- EXERCISE TASK -
Omit all pictures and give the records below again exactly as written.

** START **

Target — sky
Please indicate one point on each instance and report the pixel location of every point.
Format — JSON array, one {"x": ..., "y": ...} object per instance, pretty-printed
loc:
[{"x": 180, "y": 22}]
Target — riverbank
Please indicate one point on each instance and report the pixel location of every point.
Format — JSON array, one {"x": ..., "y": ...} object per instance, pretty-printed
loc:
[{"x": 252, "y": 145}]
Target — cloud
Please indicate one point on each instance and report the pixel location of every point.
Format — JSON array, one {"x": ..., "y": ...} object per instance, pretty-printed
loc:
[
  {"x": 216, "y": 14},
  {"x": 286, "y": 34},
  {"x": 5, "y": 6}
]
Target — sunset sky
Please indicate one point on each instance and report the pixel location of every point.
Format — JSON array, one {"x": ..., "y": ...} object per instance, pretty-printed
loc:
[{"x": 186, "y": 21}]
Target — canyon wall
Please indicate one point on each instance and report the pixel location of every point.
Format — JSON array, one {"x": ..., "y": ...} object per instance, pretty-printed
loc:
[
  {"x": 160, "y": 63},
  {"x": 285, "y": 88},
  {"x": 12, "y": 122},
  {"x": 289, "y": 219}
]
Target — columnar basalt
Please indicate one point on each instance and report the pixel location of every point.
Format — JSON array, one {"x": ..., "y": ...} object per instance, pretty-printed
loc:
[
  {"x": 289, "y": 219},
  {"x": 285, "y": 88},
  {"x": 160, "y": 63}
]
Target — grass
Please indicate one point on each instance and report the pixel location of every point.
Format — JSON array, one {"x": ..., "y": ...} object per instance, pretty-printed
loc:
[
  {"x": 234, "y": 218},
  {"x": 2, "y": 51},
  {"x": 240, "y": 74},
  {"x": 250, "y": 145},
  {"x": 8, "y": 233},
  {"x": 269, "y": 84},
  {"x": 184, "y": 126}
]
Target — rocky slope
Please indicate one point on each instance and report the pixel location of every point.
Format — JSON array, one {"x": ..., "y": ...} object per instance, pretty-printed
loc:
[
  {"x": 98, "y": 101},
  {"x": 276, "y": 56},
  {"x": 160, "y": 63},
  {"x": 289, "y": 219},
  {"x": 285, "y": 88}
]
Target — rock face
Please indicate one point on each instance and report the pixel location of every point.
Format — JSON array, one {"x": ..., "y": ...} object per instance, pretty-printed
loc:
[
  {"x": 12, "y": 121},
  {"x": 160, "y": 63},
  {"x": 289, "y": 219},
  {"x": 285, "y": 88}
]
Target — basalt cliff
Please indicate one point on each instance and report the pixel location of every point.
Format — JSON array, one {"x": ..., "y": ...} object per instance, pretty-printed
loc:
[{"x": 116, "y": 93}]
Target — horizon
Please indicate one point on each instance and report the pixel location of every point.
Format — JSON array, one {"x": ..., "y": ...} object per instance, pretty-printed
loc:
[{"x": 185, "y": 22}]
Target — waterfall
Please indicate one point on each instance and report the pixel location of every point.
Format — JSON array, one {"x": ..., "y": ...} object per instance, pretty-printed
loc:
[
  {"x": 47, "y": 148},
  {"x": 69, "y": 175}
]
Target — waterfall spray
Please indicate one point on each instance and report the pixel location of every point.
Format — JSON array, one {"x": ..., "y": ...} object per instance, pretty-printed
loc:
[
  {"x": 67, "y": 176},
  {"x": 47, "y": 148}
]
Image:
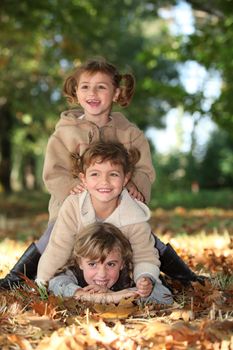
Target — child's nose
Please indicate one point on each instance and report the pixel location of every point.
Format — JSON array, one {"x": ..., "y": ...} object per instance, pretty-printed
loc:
[
  {"x": 92, "y": 90},
  {"x": 102, "y": 271}
]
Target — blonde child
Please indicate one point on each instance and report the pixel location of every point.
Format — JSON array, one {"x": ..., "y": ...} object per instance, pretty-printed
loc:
[
  {"x": 104, "y": 168},
  {"x": 94, "y": 87},
  {"x": 100, "y": 269}
]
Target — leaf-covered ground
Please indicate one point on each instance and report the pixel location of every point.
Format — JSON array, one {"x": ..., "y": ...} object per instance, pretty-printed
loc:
[{"x": 200, "y": 318}]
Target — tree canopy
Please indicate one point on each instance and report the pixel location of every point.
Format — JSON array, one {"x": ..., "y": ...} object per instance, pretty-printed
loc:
[{"x": 42, "y": 41}]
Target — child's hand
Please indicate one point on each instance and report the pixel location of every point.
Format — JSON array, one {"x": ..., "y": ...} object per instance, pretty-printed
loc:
[
  {"x": 144, "y": 286},
  {"x": 78, "y": 188},
  {"x": 133, "y": 191},
  {"x": 94, "y": 288}
]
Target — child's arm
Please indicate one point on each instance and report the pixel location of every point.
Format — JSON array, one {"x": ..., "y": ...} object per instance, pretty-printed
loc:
[
  {"x": 64, "y": 284},
  {"x": 145, "y": 255},
  {"x": 57, "y": 169},
  {"x": 106, "y": 298},
  {"x": 144, "y": 286}
]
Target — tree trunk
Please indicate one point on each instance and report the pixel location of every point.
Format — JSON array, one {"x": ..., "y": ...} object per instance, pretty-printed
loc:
[{"x": 6, "y": 124}]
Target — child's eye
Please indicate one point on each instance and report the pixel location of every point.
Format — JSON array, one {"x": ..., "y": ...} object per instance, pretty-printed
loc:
[
  {"x": 114, "y": 174},
  {"x": 111, "y": 264},
  {"x": 93, "y": 174}
]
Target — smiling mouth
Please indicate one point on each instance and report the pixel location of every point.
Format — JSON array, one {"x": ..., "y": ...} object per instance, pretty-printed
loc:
[
  {"x": 104, "y": 190},
  {"x": 101, "y": 283},
  {"x": 93, "y": 103}
]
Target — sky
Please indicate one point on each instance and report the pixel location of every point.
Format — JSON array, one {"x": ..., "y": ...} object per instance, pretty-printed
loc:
[{"x": 194, "y": 77}]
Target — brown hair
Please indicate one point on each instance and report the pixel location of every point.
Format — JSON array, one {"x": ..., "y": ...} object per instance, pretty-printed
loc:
[
  {"x": 102, "y": 151},
  {"x": 125, "y": 82},
  {"x": 96, "y": 241}
]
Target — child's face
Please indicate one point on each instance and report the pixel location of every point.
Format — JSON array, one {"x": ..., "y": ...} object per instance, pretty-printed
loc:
[
  {"x": 96, "y": 93},
  {"x": 105, "y": 182},
  {"x": 103, "y": 274}
]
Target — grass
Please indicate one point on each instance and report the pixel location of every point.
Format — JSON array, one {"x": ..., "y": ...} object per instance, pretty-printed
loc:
[{"x": 202, "y": 199}]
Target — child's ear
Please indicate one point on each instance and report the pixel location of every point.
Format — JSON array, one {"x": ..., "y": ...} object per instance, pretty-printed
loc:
[
  {"x": 116, "y": 95},
  {"x": 127, "y": 178},
  {"x": 82, "y": 177}
]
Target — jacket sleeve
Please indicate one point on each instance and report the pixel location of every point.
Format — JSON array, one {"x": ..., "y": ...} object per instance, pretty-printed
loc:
[
  {"x": 60, "y": 245},
  {"x": 144, "y": 174},
  {"x": 65, "y": 284},
  {"x": 57, "y": 169},
  {"x": 145, "y": 256}
]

** END **

- WORKED ANSWER -
Target — sky
Please indicate one point on each instance and report the pixel location of every point.
Format — JSON array, one {"x": ..., "y": ...} object per instance, pretty-printed
loc:
[{"x": 180, "y": 22}]
Target — riverbank
Please indicate one point on each instance and report the pixel location of every point.
Format — JSON array, one {"x": ..., "y": ...} object per instance, pretty-printed
loc:
[{"x": 252, "y": 145}]
Target — cloud
Please indicate one point on each instance and report the pixel location of every point.
Format — JSON array, one {"x": ..., "y": ...} object per instance, pretty-printed
loc:
[
  {"x": 216, "y": 14},
  {"x": 286, "y": 34},
  {"x": 5, "y": 6}
]
Target — sunset sky
Please indicate one point on each instance and report the pixel location of every point.
Format — JSON array, one {"x": ..., "y": ...} object per instance, pretty-printed
loc:
[{"x": 186, "y": 21}]
Target — canyon wall
Please indicate one point on each instance and report the pixel location of every point.
Format — JSON array, one {"x": ..., "y": ...} object per instance, pretty-printed
loc:
[
  {"x": 160, "y": 63},
  {"x": 285, "y": 88},
  {"x": 12, "y": 122},
  {"x": 289, "y": 219}
]
Target — columnar basalt
Please indicate one point on each instance and report the pixel location of every point.
Format — JSON array, one {"x": ..., "y": ...} object per instance, pretty-printed
loc:
[
  {"x": 289, "y": 219},
  {"x": 285, "y": 88},
  {"x": 160, "y": 63}
]
Target — grass
Please indicate one point on each instance and report the pixel location of every point.
Format — JSON array, one {"x": ..., "y": ...} object per instance, pretty-printed
loc:
[
  {"x": 234, "y": 218},
  {"x": 2, "y": 51},
  {"x": 240, "y": 74},
  {"x": 250, "y": 145},
  {"x": 8, "y": 233},
  {"x": 269, "y": 84},
  {"x": 184, "y": 126}
]
Target — rocky slope
Please indicate one point on each instance and report the pixel location of every point.
Format — JSON array, one {"x": ..., "y": ...} object per instance, pretty-printed
loc:
[
  {"x": 98, "y": 101},
  {"x": 276, "y": 56},
  {"x": 160, "y": 63},
  {"x": 289, "y": 219},
  {"x": 285, "y": 88}
]
Target — rock face
Please indicate one point on each instance and report the pixel location of every point.
Format — JSON array, one {"x": ..., "y": ...} object per instance, pretty-printed
loc:
[
  {"x": 12, "y": 121},
  {"x": 160, "y": 63},
  {"x": 289, "y": 219},
  {"x": 285, "y": 88}
]
Target — basalt cliff
Please indicate one point on each instance and report the pixel location of every point.
Format — JSON array, one {"x": ..., "y": ...} object per instance, pretty-printed
loc:
[{"x": 116, "y": 93}]
Target — horizon
Please indicate one point on each instance and report the pixel location of every point.
Format — JSON array, one {"x": ..., "y": ...} object per instance, pretty-printed
loc:
[{"x": 185, "y": 22}]
Target — waterfall
Please indicate one point on each instance and report the pixel location of every point.
Format — JSON array, one {"x": ..., "y": ...} object per instance, pretty-printed
loc:
[
  {"x": 47, "y": 148},
  {"x": 69, "y": 175}
]
Target — waterfall spray
Please indicate one point on each instance and report the pixel location of every point.
Format — JSON array, one {"x": ..., "y": ...} object per instance, pretty-printed
loc:
[
  {"x": 67, "y": 176},
  {"x": 47, "y": 148}
]
Image:
Target — child's nose
Please indicate one point on each instance and report the pixel location of every point.
Format — JSON array, one {"x": ..., "y": ...} object per instance, pretty-printed
loc:
[
  {"x": 92, "y": 90},
  {"x": 102, "y": 271}
]
Target — blonde child
Please indicate one point on each instance and report the pixel location of every point.
Format — JSON array, one {"x": ..., "y": ...} object per instance, pretty-printed
loc:
[
  {"x": 104, "y": 168},
  {"x": 94, "y": 87},
  {"x": 100, "y": 269}
]
Target — leaf-covered ground
Please indicate one point on each instance and report the pixel location of every point.
Format — JSON array, one {"x": ..., "y": ...} object per instance, pretty-printed
loc:
[{"x": 200, "y": 318}]
Target — tree canopy
Please indicate one point on each instance and report the pixel location of every point.
Format — JSON array, one {"x": ..., "y": ...} object per instance, pretty-printed
loc:
[{"x": 42, "y": 41}]
Target — child's hand
Please indicate one point on each instance and report the pixel location of every point.
Format — JSON array, one {"x": ..., "y": ...} object per instance, pretty-printed
loc:
[
  {"x": 144, "y": 286},
  {"x": 78, "y": 188},
  {"x": 133, "y": 191},
  {"x": 94, "y": 288}
]
Target — child's arm
Please indicate one point on each instance and report the pixel location of every point.
Format — JSON array, one {"x": ..., "y": ...} object per instance, pretty-printed
loc:
[
  {"x": 64, "y": 284},
  {"x": 145, "y": 255},
  {"x": 57, "y": 169},
  {"x": 106, "y": 298},
  {"x": 144, "y": 286}
]
Target — tree trunk
Please indicate one point on each instance and report the pixel location of every point.
Format — JSON array, one {"x": ..., "y": ...} object per instance, pretty-printed
loc:
[{"x": 6, "y": 124}]
Target — child's eye
Please indicate one point on each instance and report the pixel location of every point.
Format — JSON array, one {"x": ..., "y": ...} object per instance, pretty-printed
loc:
[
  {"x": 114, "y": 174},
  {"x": 111, "y": 264},
  {"x": 93, "y": 174}
]
Target — smiling mouth
Please indicate one point on each instance and report the pixel location of every point.
Format — JSON array, one {"x": ..., "y": ...} object per instance, pretty-printed
loc:
[
  {"x": 104, "y": 190},
  {"x": 101, "y": 283},
  {"x": 93, "y": 103}
]
Target — sky
Please indicate one point on each instance and report the pixel location of every point.
Format — JSON array, one {"x": ..., "y": ...} object per instance, pretty-printed
loc:
[{"x": 194, "y": 77}]
Target — brown hair
Please indicate one point on each instance and report the pixel location of every point.
Format — JSON array, one {"x": ..., "y": ...} object per instance, pretty-printed
loc:
[
  {"x": 102, "y": 151},
  {"x": 125, "y": 82},
  {"x": 96, "y": 241}
]
Target — child's face
Please indicate one point on each instance and report the pixel location of every point.
Format — JSON array, one {"x": ..., "y": ...} object per instance, pretty-printed
loc:
[
  {"x": 96, "y": 93},
  {"x": 105, "y": 182},
  {"x": 103, "y": 274}
]
Target — grass
Please indicate one point on each instance and report the pixel location of every point.
Format — JSON array, one {"x": ..., "y": ...} object per instance, pretty-printed
loc:
[{"x": 202, "y": 199}]
Target — child's ear
Please indicate one point on each instance and report the pixel location of every point.
Format — JSON array, one {"x": ..., "y": ...} object per instance, pretty-printed
loc:
[
  {"x": 116, "y": 95},
  {"x": 127, "y": 178},
  {"x": 82, "y": 177}
]
Target — jacket sleeve
Please indicate one point on each instance and report the pixel location of every point.
Format — JSON array, one {"x": ..., "y": ...} object per instance, pretty-printed
loc:
[
  {"x": 60, "y": 245},
  {"x": 144, "y": 174},
  {"x": 65, "y": 284},
  {"x": 57, "y": 169},
  {"x": 145, "y": 256}
]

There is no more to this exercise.